Per contrà. How difficult it is to learn any facts by hearsay we know. Other persons who ought to be good judges think the male side apt to be too warm in winter, especially at night, and consider the temperature on the female side quite sufficient.

Both sides are ventilated both by the windows and by the machinery by day in summer. Both sides are ventilated, each by its own different machinery, by night in summer, except that, exceptionally on hot summer nights, a window is opened two or three times in the night, or five minutes every hour.

Both sides are considered to be ventilated in winter mainly by the machinery by day; and both sides are entirely ventilated in winter by the machinery by night.

As far as can be made out from conflicting accounts, (conflicting from the very simple reason that one person will consider a ward, or drawing room, for that matter, airy which another will consider close; one, pleasantly warm, another too hot or too cold), it is practically found impossible to freshen the ward of a morning without opening some windows, and to keep it fresh during the day without now and then doing the same; and it is easier to open the windows on the male side in winter than on the female side.

The ventilation on both sides is considered to work with equal efficiency during the whole of the day.

Of the eighteen wards, the ventilation on entering the wards at five a.m., when the ward nightwatch has generally not opened a single window, is certainly surprisingly good; i.e. the air is surprisingly little bad. But neither here, any more than anywhere else, are the wards effectually freshened, until the windows are, of course with proper caution, opened.

In both these particulars, no difference is to be observed between the male and female side.

» About this exercise: Rewrite the ward ventilation passage from "Of the eighteen" to "proper caution, opened.", changing "five a.m." to "six a.m.".

» Exercise data:
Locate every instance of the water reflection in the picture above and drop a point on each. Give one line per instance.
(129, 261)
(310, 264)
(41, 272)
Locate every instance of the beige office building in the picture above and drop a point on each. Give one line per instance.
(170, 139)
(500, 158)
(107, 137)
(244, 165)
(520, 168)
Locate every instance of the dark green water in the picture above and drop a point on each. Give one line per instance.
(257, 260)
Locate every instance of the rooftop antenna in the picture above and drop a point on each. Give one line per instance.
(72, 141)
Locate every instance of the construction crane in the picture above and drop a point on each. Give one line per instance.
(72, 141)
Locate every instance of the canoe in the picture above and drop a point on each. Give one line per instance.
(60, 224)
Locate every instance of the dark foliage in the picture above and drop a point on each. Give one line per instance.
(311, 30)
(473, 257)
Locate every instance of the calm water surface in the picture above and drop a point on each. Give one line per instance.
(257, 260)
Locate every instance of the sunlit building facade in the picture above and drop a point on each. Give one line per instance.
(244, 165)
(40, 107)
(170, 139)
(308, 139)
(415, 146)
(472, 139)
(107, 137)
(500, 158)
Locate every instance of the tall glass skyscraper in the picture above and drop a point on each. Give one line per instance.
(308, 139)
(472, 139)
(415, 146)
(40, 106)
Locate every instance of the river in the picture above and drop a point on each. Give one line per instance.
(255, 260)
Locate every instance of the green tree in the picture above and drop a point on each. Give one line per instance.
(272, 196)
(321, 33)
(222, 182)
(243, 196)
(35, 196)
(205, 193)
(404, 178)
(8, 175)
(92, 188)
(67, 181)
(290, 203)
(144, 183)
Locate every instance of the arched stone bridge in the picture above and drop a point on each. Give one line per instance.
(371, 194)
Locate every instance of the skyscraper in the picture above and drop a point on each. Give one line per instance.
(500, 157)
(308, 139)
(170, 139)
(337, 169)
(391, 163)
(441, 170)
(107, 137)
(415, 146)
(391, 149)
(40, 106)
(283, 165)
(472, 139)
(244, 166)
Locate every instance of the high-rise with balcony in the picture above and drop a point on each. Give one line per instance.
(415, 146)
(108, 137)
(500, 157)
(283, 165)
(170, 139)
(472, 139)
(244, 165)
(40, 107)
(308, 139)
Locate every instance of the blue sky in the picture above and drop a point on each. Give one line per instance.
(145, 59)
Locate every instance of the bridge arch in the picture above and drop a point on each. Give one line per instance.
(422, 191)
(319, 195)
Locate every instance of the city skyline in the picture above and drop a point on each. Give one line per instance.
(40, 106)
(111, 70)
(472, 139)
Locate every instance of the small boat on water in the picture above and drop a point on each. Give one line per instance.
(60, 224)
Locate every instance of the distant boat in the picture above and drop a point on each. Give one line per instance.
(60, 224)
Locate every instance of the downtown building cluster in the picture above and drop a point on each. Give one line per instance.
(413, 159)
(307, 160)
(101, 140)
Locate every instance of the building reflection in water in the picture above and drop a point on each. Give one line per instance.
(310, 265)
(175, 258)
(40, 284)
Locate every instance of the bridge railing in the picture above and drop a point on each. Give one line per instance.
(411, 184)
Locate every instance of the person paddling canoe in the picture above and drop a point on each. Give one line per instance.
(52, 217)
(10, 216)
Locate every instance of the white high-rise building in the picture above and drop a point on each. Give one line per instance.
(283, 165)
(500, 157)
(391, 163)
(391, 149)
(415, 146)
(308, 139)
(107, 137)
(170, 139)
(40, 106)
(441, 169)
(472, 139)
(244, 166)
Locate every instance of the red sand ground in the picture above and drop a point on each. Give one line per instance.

» Response to the task:
Of the eighteen wards, the ventilation on entering the wards at six a.m., when the ward nightwatch has generally not opened a single window, is certainly surprisingly good; i.e. the air is surprisingly little bad. But neither here, any more than anywhere else, are the wards effectually freshened, until the windows are, of course with proper caution, opened.